> Consignes de l'exercice:
Transcrivez fidèlement, dans l'entretien sur le financement de la santé, tout ce qui va de « Sur un plan » jusqu'à « pas incompatible ? ».

> Extrait:
------------------------------------------------
Sur un plan macroéconomique, vous dites que le secteur de la santé va fortement se développer. Mais le rapport Attali préconise dans le même temps de réduire de manière drastique les dépenses publiques de 1 point par an, y compris d’assurance maladie. N’est-ce pas incompatible ?

Personnellement, j’étais contre cette idée de diminuer les dépenses d’un point par an. D’abord, je suis convaincu que ça n’arrivera pas. Je pense qu’il faudra augmenter significativement la CSG, sans doute la doubler. Mais la dépense publique ne pourra pas tout prendre en charge. Quand la santé représentera 20 % du PIB, peut-être la Sécurité sociale en prendra-t-elle en charge 12 ou 13 points au maximum. Ce qui signifie que dans l’ensemble du panier vous aurez une proportion plus importante financée par les gens ou l’assurance privée ou les mutuelles. Ce n’est pas dans le rapport Attali, c’est un sujet de société. L’essentiel du gain de pouvoir d’achat ira à la santé. Il y a une autre solution, à l’image de la Suisse, plus privée, où vous avez obligation de vous assurer mais où les assurances sont obligées de vous couvrir avec un panier de soins précis. Les assureurs se font concurrence entre eux et référencent les professionnels en faisant eux-mêmes la police des prix. Ce qui est sûr, c’est que le marché pur ne fonctionne pas dans la santé.

Vous êtes favorable à une privatisation de l’assurance maladie ?

Personnellement, je suis favorable à garder le système actuel en l’améliorant. Mais il faut être conscient que cela signifie augmenter massivement les cotisations sociales ou les impôts. Mais l’option du privé « à la suisse », qui est très loin du système américain, marche aussi très bien. Les technocrates du ministère des Finances pensent qu’il faut empêcher la dépense d’augmenter. C’est là que la CGT et les médecins ont raison en disant non à une approche comptable. On veut contraindre les gens dans les dépenses qu’ils consacreront à leur santé, or les gens privilégieront massivement leur santé au nouvel iPod. Après, est-ce que cela se fera par la CRS, la CSG, par un système purement privé, les mutuelles ou une assurance obligatoire ? C’est difficile à dire. Mais le débat sera obligatoire. Pour les retraites, on sait ce qu’il faut faire, la question c’est de faire passer les mesures. Sur la santé, on ne sait pas du tout ce qu’il faut faire.

Bio express

Ancien de Harvard, de l’Ecole nationale de la statistique et de l’administration et de l’Ecole normale supérieure, Jacques Delpla a notamment été conseiller économique du gouvernement russe de 1992 à 1994 avant d’être conseiller technique du cabinet du ministre des Finances jusqu’en 1997, et conseiller économique auprès de Nicolas Sarkozy lorsque celui-ci était ministre des Finances, en 2004. Egalement chef économiste de Barclays Capital, à Paris, puis « senior advisor » au département obligataire, marché des capitaux, de BNP-Paribas (depuis 2005), c’est en tant que membre du Conseil d’analyse économique (CAE) que Jacques Delpla fait partie des 42 membres de la Commission Attali. Placé auprès du Premier ministre, le CAE a pour mission « d’éclairer, par la confrontation des points de vue et des analyses, les choix du gouvernement en matière économique ». Le Conseil d’analyse économique comporte une trentaine d’économistes nommés à titre personnel, et six membres de droit qui représentent les grandes administrations économiques et sociales.
------------------------------------------------
Données de pointage fondées sur l'image
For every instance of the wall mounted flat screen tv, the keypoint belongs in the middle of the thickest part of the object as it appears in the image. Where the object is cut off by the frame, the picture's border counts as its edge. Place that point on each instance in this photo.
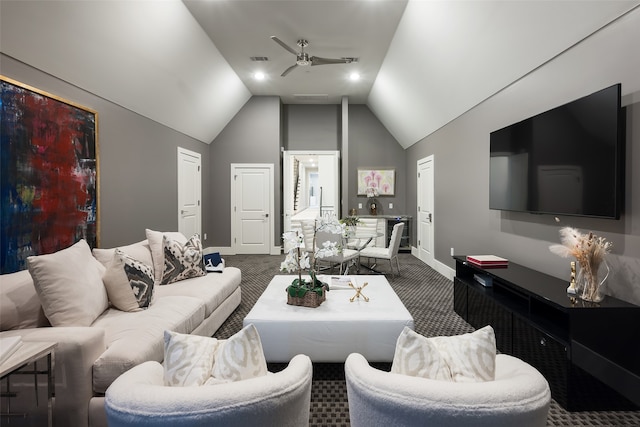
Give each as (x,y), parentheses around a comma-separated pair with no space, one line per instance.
(565,161)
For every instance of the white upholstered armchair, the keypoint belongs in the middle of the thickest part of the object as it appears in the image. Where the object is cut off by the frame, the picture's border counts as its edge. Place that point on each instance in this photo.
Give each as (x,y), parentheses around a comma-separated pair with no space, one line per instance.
(519,396)
(139,398)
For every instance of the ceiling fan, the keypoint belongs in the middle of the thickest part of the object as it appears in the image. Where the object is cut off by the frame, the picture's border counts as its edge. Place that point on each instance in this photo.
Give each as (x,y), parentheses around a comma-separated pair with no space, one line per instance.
(303,58)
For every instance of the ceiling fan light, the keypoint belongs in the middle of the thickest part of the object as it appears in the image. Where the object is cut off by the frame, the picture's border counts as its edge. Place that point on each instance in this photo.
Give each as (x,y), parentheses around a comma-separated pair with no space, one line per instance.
(302,59)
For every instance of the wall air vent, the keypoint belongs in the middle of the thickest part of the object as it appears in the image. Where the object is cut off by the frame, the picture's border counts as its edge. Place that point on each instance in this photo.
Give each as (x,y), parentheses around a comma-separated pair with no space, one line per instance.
(311,97)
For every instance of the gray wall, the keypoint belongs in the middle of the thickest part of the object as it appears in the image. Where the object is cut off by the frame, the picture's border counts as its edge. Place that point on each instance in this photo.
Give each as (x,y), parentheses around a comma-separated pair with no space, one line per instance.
(311,127)
(138,162)
(372,146)
(461,148)
(252,136)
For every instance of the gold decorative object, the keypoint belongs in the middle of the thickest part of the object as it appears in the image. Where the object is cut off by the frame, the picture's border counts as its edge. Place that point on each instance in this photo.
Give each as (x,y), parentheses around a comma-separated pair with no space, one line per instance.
(359,293)
(589,251)
(572,282)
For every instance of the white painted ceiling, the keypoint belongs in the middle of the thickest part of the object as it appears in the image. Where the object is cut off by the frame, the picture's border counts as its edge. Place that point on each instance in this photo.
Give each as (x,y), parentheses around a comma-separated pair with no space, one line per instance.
(334,29)
(186,64)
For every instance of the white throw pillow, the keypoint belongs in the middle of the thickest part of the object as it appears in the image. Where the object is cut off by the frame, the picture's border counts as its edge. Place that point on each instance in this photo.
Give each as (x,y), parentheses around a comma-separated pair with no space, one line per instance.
(157,249)
(241,357)
(182,261)
(139,250)
(129,282)
(69,285)
(462,358)
(188,359)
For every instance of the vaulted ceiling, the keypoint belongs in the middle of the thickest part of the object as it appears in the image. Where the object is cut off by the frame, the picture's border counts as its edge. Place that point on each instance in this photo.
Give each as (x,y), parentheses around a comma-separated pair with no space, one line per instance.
(187,64)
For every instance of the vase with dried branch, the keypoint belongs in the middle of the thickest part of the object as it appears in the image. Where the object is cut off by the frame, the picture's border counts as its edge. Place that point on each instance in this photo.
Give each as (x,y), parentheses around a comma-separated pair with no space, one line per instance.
(590,252)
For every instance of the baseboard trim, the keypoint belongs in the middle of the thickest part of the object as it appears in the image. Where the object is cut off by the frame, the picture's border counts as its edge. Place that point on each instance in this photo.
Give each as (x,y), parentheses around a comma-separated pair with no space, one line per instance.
(438,266)
(226,250)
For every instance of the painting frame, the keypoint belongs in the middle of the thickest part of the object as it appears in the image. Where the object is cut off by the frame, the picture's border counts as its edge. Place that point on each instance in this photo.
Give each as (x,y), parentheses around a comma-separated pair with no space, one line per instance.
(50,177)
(383,179)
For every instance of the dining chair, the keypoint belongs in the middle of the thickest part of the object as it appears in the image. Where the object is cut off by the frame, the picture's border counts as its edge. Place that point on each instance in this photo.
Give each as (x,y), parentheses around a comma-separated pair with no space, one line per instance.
(344,258)
(390,253)
(366,227)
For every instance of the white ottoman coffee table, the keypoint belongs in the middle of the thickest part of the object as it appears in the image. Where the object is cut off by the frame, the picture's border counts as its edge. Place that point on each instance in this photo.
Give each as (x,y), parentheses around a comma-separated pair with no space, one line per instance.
(335,329)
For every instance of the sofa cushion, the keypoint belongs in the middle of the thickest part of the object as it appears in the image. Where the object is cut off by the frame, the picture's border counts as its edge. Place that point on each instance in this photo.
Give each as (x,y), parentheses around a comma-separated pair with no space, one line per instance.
(69,285)
(135,337)
(182,261)
(462,358)
(188,359)
(20,306)
(212,289)
(139,250)
(157,249)
(129,282)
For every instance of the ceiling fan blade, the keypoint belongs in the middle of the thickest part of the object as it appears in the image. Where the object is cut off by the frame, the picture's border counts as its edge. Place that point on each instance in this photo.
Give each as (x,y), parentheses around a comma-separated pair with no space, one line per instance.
(284,45)
(288,70)
(316,60)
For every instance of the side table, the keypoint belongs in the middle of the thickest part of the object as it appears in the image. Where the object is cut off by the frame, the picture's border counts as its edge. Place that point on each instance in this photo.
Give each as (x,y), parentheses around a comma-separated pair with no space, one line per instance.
(30,352)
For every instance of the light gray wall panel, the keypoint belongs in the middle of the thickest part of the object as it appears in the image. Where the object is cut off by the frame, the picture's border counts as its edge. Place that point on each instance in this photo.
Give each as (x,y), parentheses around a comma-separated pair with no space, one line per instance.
(138,162)
(462,216)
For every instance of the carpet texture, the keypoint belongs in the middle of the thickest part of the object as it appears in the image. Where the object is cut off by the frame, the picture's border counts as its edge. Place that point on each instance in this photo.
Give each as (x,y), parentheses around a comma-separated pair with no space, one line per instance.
(429,298)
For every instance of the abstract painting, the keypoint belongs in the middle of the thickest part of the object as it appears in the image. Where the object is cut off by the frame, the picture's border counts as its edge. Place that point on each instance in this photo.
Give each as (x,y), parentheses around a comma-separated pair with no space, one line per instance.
(48,174)
(382,180)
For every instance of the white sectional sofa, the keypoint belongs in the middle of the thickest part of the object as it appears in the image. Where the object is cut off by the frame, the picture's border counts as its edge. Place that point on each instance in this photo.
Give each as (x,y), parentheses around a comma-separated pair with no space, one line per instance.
(89,358)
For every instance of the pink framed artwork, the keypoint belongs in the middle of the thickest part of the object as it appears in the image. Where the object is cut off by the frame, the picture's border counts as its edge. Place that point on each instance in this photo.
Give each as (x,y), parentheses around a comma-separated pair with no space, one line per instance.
(382,180)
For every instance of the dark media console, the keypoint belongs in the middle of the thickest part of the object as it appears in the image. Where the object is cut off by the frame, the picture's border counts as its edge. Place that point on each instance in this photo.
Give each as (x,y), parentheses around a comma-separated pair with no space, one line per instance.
(588,352)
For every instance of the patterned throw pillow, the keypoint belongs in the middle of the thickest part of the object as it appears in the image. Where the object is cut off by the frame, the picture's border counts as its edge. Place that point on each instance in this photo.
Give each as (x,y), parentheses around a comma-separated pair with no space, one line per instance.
(240,357)
(191,360)
(463,358)
(182,261)
(129,282)
(188,359)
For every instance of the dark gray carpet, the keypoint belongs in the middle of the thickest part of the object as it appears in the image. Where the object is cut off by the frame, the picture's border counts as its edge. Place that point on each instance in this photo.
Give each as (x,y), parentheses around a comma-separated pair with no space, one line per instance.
(429,298)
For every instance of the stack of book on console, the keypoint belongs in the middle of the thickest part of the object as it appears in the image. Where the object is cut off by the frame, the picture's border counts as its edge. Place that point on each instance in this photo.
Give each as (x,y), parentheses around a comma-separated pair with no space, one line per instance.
(488,261)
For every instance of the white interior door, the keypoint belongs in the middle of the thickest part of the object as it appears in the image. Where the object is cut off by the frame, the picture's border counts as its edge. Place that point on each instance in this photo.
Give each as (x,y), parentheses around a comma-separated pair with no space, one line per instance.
(425,210)
(252,208)
(189,192)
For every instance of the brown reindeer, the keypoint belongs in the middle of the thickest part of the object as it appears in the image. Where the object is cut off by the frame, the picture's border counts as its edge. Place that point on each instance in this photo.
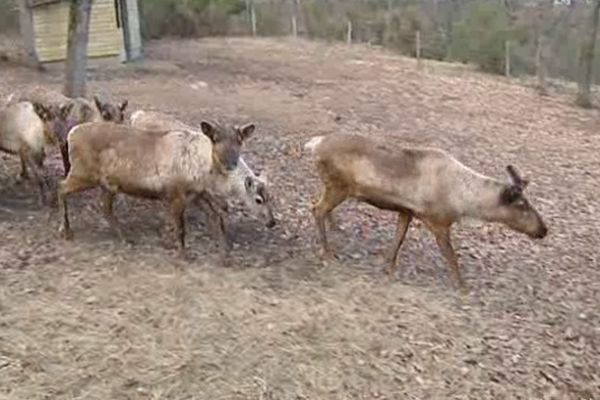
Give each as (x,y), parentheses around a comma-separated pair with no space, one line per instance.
(73,111)
(165,165)
(424,183)
(28,129)
(246,185)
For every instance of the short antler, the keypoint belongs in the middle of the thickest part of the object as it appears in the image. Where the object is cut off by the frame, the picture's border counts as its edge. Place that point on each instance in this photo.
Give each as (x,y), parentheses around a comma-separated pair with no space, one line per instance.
(516,178)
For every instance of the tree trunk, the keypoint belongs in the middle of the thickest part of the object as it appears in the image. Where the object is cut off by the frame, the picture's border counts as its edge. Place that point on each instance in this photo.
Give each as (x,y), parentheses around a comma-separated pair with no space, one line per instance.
(387,34)
(28,34)
(79,25)
(587,58)
(540,65)
(541,39)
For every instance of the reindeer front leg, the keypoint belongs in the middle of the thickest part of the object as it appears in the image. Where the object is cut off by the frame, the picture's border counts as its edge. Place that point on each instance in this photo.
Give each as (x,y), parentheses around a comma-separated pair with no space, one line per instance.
(177,214)
(442,237)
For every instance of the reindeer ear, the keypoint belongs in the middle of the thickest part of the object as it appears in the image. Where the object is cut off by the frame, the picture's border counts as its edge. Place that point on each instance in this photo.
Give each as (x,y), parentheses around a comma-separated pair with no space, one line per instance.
(246,131)
(41,111)
(210,131)
(65,110)
(515,177)
(98,103)
(510,194)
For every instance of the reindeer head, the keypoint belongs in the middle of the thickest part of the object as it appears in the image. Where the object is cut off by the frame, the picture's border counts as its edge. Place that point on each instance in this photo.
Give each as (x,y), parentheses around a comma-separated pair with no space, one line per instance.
(227,142)
(111,112)
(258,200)
(55,121)
(517,212)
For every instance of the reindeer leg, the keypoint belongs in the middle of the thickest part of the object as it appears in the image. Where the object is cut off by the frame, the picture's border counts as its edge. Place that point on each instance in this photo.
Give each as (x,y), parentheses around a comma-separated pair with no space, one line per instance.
(215,216)
(177,209)
(36,167)
(70,185)
(404,219)
(107,200)
(24,174)
(333,225)
(64,152)
(442,237)
(331,197)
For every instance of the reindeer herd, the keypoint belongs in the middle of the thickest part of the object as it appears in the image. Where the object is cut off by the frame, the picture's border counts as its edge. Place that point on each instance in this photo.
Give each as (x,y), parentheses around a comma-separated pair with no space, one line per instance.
(153,155)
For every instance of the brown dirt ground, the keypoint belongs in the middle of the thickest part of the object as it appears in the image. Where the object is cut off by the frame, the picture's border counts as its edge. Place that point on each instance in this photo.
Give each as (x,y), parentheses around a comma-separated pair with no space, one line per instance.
(92,319)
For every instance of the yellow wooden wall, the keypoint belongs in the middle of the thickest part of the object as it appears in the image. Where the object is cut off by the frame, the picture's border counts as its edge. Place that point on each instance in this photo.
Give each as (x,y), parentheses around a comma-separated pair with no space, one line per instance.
(51,25)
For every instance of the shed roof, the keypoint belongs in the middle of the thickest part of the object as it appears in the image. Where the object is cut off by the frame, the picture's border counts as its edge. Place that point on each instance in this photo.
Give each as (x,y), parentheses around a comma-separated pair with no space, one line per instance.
------------------------------------------------
> Résultat de la tâche:
Sur un plan macroéconomique, vous dites que le secteur de la santé va fortement se développer. Mais le rapport Attali préconise dans le même temps de réduire de manière drastique les dépenses publiques de 1 point par an, y compris d’assurance maladie. N’est-ce pas incompatible ?